== DIRECTIONS FOR THIS TASK ==
In the records below, change "top-left" to "upper-left" and write the lines out again with nothing else altered.

== TASK DATA ==

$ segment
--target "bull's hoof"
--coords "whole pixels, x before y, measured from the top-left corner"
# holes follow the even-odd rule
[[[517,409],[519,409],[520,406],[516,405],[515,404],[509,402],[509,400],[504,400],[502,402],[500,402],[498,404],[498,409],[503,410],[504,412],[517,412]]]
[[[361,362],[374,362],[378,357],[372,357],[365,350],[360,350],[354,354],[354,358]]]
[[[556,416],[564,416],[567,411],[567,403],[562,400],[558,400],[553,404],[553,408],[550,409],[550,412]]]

== EXERCISE OUTPUT ==
$ segment
--target "bull's hoof"
--coords "whole pixels, x before y, measured from the upper-left corner"
# holes follow the even-odd rule
[[[517,409],[519,409],[520,406],[516,405],[515,404],[509,402],[509,400],[504,400],[502,402],[500,402],[498,404],[498,409],[503,410],[504,412],[517,412]]]
[[[361,362],[374,362],[378,357],[372,357],[365,350],[360,350],[354,354],[354,358]]]
[[[556,416],[564,416],[567,411],[567,403],[562,400],[558,400],[553,404],[553,408],[550,409],[550,412]]]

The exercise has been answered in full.